## Exercise
Transcribe, word for word, every line from the one containing "[mark] wet rock" through the final line of the records, and omit the pictures.

[start of Working data]

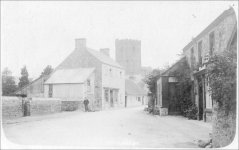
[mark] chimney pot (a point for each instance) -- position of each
(105, 51)
(80, 43)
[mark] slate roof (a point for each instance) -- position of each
(132, 88)
(218, 20)
(62, 76)
(103, 58)
(74, 59)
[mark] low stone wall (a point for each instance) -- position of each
(11, 107)
(163, 111)
(72, 105)
(40, 106)
(224, 126)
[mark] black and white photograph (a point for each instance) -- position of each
(119, 74)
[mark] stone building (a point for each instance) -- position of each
(134, 94)
(34, 89)
(167, 89)
(109, 83)
(128, 54)
(213, 39)
(71, 84)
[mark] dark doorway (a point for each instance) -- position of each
(172, 97)
(111, 99)
(200, 98)
(125, 101)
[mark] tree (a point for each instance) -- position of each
(48, 70)
(24, 78)
(8, 84)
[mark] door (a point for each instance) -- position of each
(125, 101)
(172, 98)
(200, 99)
(111, 98)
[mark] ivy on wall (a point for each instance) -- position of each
(221, 72)
(184, 86)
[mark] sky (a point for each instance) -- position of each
(41, 33)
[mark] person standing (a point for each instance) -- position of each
(86, 103)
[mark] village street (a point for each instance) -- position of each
(121, 128)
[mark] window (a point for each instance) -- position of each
(200, 53)
(139, 99)
(111, 72)
(116, 95)
(192, 57)
(106, 93)
(211, 43)
(50, 92)
(88, 86)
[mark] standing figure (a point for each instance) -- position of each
(86, 102)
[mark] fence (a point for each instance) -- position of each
(15, 107)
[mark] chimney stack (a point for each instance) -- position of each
(80, 43)
(105, 51)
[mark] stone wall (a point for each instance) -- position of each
(224, 123)
(72, 105)
(11, 107)
(224, 127)
(39, 106)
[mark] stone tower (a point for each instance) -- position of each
(128, 54)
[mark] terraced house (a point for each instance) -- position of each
(215, 38)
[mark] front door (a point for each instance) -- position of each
(200, 100)
(111, 99)
(125, 101)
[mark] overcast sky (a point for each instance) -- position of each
(37, 34)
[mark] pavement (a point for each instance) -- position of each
(121, 128)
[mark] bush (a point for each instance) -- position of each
(191, 112)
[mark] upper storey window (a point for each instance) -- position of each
(200, 53)
(211, 43)
(192, 57)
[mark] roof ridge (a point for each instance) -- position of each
(103, 55)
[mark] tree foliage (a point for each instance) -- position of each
(24, 77)
(221, 73)
(8, 84)
(47, 71)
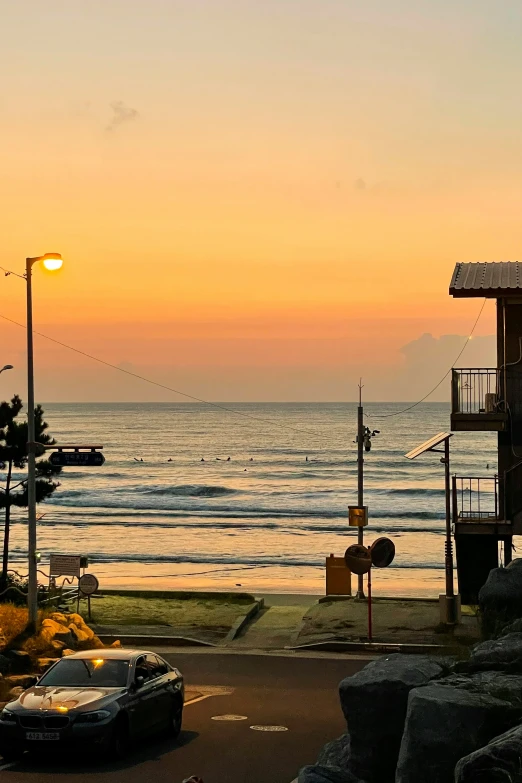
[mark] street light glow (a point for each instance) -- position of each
(52, 261)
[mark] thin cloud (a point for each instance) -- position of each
(121, 114)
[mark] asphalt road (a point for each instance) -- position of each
(299, 694)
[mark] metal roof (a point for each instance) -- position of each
(492, 279)
(428, 445)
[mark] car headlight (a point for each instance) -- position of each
(93, 717)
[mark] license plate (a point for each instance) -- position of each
(45, 736)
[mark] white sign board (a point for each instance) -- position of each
(65, 565)
(88, 584)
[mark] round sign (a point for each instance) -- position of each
(382, 552)
(88, 584)
(357, 558)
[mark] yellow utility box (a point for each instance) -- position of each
(338, 576)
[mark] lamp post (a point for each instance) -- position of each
(52, 262)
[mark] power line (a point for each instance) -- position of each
(411, 407)
(160, 385)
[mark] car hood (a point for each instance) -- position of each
(51, 698)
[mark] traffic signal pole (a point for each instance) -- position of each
(360, 480)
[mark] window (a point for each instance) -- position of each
(154, 668)
(87, 673)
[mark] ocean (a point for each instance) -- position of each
(263, 520)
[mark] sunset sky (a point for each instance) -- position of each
(255, 200)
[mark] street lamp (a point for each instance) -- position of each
(52, 262)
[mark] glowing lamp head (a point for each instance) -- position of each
(52, 261)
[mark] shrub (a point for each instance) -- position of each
(13, 621)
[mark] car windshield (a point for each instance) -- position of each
(87, 673)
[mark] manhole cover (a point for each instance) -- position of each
(269, 728)
(229, 717)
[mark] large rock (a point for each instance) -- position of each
(53, 631)
(374, 703)
(336, 753)
(498, 762)
(500, 598)
(321, 774)
(506, 687)
(443, 724)
(4, 664)
(19, 661)
(504, 654)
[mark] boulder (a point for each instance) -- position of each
(59, 617)
(500, 761)
(506, 687)
(504, 654)
(336, 753)
(42, 664)
(51, 630)
(320, 774)
(79, 635)
(514, 627)
(4, 664)
(22, 681)
(500, 598)
(374, 703)
(443, 724)
(19, 661)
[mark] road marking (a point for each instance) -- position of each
(229, 717)
(269, 728)
(201, 692)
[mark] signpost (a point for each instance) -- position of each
(360, 560)
(88, 584)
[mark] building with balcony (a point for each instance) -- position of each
(487, 511)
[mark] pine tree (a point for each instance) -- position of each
(13, 456)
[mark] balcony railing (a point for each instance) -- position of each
(475, 391)
(476, 499)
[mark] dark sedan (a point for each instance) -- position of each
(100, 698)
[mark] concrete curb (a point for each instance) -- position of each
(136, 639)
(391, 647)
(242, 622)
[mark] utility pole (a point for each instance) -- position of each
(360, 479)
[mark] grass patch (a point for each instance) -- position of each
(396, 621)
(193, 612)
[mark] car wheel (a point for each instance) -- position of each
(175, 721)
(119, 741)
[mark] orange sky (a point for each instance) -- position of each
(254, 186)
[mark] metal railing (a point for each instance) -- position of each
(475, 390)
(476, 498)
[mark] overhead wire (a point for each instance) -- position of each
(159, 385)
(411, 407)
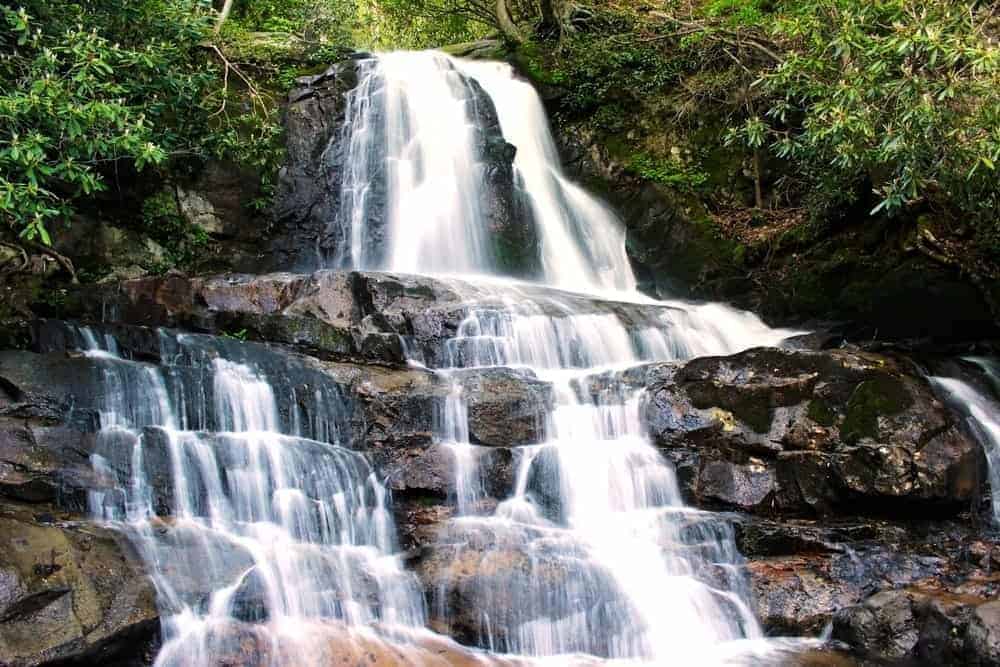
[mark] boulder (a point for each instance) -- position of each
(813, 433)
(71, 593)
(933, 623)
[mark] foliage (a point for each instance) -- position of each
(316, 21)
(905, 94)
(420, 24)
(86, 86)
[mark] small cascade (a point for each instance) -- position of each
(414, 146)
(593, 550)
(614, 564)
(222, 492)
(982, 414)
(583, 242)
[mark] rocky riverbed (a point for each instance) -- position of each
(857, 498)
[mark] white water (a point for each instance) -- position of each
(983, 416)
(612, 563)
(284, 530)
(288, 528)
(583, 242)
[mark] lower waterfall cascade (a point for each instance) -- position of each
(233, 465)
(982, 413)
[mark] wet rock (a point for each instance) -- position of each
(372, 317)
(982, 641)
(307, 205)
(934, 623)
(505, 408)
(804, 574)
(320, 643)
(806, 433)
(71, 593)
(483, 576)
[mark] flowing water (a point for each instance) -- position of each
(221, 477)
(222, 493)
(609, 561)
(982, 413)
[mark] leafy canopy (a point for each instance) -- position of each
(88, 85)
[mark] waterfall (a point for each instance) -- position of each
(610, 562)
(286, 531)
(583, 242)
(982, 414)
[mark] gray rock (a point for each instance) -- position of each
(71, 593)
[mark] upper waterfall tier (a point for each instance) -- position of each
(422, 163)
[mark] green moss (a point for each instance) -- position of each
(882, 395)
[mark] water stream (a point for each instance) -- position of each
(221, 493)
(982, 414)
(592, 552)
(609, 561)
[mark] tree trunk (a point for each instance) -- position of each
(758, 190)
(506, 23)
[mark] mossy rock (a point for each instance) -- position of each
(883, 395)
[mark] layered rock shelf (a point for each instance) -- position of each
(855, 494)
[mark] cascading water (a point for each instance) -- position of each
(982, 414)
(222, 494)
(610, 562)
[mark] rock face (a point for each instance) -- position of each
(357, 316)
(935, 624)
(812, 433)
(308, 203)
(848, 483)
(71, 593)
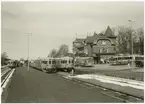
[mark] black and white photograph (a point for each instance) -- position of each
(72, 51)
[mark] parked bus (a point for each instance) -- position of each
(137, 60)
(84, 61)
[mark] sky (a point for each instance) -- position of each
(54, 23)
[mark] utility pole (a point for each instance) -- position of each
(28, 48)
(131, 22)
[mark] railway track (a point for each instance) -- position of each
(123, 97)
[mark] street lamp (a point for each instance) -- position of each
(131, 22)
(28, 47)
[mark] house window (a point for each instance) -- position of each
(103, 42)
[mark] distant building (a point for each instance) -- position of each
(98, 46)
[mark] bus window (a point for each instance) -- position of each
(69, 61)
(49, 61)
(53, 62)
(44, 62)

[end of Working data]

## In response
[mark] wet rock (a point for each instance) -- position of each
(372, 317)
(982, 641)
(307, 205)
(934, 623)
(505, 408)
(804, 574)
(320, 643)
(806, 433)
(71, 593)
(483, 576)
[mark] flowing water (a point for each instance) -- position of each
(221, 477)
(222, 493)
(609, 561)
(982, 413)
[mark] leafy canopy (a point for each instance) -- position of each
(88, 85)
[mark] waterfall (a point for each instance) -- position of each
(610, 562)
(286, 531)
(583, 242)
(982, 414)
[mark] gray rock (a point for each instance) -- position of each
(71, 593)
[mark] upper waterfall tier (a point for each instance) -- position of each
(422, 163)
[mark] green moss (a point for each instance) -- position of each
(882, 395)
[mark] water stream (a point for each instance) -- position of each
(221, 493)
(982, 414)
(592, 552)
(609, 561)
[mark] tree trunk (a point for each instance) -- position of each
(758, 190)
(506, 23)
[mark] mossy rock (a point for each instance) -- position of each
(883, 395)
[mark] layered rock shelf (a point for each instance) -- position of each
(855, 494)
[mark] cascading water (a point for each instance) -- position of each
(982, 414)
(222, 494)
(610, 562)
[mark] rock face (a point for each instance) -- position of each
(357, 316)
(935, 624)
(812, 433)
(308, 203)
(848, 483)
(71, 593)
[mark] black and white photograph (a point for each instance) -- position of each
(72, 51)
[mark] parked bus (a point for each instance) -- position of each
(137, 60)
(84, 61)
[mark] sky (a point for each instance) -- position of each
(54, 23)
[mark] utility pole (a point for each instance) -- position of each
(28, 48)
(131, 22)
[mark] railway track (a point for each instance) -- position of each
(123, 97)
[mark] street lamp (a point for each instance) -- position of each
(131, 22)
(28, 47)
[mark] house window (a point for each instance) -- position of each
(103, 42)
[mark] distant building (a point for each instance) -- position of each
(98, 46)
[mark] bus window (a point for each instance) -- position of each
(69, 61)
(49, 61)
(53, 62)
(44, 62)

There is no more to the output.